__Data to process__
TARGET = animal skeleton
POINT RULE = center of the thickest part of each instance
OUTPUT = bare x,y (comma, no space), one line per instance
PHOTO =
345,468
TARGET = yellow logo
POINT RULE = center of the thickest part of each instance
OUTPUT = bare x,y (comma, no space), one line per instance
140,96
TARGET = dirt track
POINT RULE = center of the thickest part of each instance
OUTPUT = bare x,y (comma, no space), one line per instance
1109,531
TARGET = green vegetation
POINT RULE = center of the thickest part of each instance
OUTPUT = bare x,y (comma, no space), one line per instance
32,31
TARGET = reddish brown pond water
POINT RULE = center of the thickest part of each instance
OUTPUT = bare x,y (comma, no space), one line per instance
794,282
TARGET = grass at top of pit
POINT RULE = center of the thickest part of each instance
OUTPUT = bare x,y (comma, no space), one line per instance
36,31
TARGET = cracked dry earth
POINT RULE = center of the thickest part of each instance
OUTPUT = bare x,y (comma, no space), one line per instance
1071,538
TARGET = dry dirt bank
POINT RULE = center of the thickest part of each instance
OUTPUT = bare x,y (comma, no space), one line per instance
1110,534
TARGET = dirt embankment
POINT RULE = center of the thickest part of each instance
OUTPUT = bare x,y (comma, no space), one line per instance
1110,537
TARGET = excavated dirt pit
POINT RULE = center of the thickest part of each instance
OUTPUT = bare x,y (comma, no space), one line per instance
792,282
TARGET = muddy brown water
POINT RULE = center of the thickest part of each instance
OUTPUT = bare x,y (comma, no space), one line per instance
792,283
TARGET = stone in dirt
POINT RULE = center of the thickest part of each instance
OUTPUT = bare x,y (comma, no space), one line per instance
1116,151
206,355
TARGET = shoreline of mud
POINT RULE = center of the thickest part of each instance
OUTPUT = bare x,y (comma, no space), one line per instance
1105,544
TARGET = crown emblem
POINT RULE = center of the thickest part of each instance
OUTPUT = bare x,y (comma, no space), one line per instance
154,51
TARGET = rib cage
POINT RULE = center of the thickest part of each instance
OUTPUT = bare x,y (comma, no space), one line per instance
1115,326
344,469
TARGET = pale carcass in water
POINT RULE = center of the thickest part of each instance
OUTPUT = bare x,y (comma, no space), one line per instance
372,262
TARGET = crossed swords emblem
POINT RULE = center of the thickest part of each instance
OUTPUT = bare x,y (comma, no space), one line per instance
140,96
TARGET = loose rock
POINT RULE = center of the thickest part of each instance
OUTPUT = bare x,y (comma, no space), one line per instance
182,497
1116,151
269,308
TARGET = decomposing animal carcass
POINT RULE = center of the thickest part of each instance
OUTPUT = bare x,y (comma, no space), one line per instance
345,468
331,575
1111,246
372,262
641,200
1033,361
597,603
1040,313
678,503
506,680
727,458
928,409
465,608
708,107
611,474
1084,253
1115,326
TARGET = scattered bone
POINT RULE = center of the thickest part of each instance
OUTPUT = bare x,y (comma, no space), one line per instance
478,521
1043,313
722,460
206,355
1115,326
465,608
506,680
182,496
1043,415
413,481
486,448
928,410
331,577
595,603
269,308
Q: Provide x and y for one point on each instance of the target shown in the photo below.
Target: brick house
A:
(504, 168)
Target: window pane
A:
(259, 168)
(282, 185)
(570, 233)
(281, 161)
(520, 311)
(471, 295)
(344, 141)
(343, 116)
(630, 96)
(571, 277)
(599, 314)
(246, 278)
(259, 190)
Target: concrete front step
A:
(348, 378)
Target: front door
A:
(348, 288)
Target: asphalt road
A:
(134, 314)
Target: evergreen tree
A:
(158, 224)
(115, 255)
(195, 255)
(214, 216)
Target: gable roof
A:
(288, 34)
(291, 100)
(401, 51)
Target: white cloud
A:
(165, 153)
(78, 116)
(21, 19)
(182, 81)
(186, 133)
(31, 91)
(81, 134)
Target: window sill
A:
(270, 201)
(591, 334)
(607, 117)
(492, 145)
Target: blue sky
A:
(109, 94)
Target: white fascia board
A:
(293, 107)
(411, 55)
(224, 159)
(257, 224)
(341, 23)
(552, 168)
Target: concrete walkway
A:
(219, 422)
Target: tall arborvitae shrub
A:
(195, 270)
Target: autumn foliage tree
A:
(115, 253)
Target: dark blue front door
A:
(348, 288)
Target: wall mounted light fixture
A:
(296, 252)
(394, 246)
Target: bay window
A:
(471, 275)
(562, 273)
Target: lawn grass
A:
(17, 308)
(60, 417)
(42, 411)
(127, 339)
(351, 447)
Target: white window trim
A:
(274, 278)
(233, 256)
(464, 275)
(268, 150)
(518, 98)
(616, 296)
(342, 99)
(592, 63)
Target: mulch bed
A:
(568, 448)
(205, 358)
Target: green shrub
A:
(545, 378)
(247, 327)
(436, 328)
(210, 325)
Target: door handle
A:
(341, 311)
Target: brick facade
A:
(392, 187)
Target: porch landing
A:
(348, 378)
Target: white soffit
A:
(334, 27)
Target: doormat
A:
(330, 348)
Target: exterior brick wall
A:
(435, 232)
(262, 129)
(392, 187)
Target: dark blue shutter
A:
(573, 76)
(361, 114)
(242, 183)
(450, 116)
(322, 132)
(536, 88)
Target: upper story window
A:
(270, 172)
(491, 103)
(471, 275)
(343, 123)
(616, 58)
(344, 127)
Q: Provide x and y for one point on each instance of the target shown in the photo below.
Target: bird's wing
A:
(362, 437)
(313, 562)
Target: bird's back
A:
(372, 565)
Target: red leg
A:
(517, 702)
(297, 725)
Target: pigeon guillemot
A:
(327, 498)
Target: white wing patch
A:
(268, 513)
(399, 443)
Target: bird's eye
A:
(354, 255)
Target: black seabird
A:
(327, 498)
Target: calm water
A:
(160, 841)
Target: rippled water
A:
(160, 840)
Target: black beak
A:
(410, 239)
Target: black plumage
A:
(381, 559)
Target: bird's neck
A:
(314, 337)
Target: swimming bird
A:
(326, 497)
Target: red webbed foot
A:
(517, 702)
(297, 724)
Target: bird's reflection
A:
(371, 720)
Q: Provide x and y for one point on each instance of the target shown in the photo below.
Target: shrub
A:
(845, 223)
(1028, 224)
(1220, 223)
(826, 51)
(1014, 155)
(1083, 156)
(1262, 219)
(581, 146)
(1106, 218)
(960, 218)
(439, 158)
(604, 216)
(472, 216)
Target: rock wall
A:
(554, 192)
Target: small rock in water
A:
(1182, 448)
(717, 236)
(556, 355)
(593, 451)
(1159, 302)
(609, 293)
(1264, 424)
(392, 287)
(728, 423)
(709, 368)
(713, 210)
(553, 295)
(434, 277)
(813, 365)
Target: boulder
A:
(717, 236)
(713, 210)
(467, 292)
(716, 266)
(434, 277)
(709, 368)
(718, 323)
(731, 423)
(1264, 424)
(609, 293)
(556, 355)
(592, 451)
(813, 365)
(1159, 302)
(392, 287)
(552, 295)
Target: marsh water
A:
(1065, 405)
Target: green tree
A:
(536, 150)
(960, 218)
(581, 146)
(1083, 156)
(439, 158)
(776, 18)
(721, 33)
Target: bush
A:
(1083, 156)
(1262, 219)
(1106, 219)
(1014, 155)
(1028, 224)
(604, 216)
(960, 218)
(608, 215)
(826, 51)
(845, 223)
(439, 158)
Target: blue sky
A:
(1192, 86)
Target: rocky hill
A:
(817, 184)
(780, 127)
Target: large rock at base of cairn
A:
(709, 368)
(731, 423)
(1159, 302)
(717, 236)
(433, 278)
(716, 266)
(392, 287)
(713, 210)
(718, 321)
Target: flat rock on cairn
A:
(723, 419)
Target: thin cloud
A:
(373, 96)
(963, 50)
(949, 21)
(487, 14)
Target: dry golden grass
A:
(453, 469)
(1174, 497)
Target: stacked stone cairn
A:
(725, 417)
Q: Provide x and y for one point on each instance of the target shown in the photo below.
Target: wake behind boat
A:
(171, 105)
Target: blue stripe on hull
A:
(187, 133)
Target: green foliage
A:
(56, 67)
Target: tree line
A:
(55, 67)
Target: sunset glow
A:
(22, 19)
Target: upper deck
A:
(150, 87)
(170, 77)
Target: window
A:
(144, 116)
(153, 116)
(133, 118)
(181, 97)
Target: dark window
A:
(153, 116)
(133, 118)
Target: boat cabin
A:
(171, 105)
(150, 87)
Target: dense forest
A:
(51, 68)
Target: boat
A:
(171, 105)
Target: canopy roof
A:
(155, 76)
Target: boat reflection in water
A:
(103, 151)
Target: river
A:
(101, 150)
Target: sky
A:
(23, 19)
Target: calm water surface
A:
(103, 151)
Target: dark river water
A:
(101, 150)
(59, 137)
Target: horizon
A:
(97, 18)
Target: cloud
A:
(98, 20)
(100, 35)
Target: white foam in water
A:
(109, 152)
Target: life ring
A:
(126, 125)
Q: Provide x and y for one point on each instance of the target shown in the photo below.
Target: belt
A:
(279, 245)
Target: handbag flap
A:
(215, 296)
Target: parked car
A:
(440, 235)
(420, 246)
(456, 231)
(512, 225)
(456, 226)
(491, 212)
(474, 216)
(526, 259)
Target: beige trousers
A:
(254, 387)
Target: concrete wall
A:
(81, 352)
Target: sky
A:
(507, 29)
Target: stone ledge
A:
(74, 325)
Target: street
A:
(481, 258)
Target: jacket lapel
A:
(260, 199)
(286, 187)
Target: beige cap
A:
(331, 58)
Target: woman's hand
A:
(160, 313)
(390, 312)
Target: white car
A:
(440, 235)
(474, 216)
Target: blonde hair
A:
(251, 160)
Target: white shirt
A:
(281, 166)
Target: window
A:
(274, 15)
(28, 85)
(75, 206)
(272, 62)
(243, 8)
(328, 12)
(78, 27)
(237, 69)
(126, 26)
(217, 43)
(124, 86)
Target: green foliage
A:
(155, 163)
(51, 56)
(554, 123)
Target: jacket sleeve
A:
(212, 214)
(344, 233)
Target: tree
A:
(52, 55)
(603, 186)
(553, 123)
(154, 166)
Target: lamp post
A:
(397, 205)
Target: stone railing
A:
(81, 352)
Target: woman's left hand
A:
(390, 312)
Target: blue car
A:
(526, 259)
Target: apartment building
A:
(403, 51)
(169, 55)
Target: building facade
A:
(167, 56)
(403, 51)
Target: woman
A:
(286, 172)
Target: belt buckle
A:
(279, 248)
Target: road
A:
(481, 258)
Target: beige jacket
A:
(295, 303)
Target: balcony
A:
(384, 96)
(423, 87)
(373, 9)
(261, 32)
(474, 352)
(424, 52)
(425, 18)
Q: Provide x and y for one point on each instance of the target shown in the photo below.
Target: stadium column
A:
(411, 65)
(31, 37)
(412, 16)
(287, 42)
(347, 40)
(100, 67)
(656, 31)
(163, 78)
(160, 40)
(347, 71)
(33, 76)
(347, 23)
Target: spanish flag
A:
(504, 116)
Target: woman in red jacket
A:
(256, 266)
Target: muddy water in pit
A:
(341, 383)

__Task goal__
Within the material above, find the lines that contain the word "wing"; copy them.

__Response to this exercise__
Target: bird's wing
Target: white wing patch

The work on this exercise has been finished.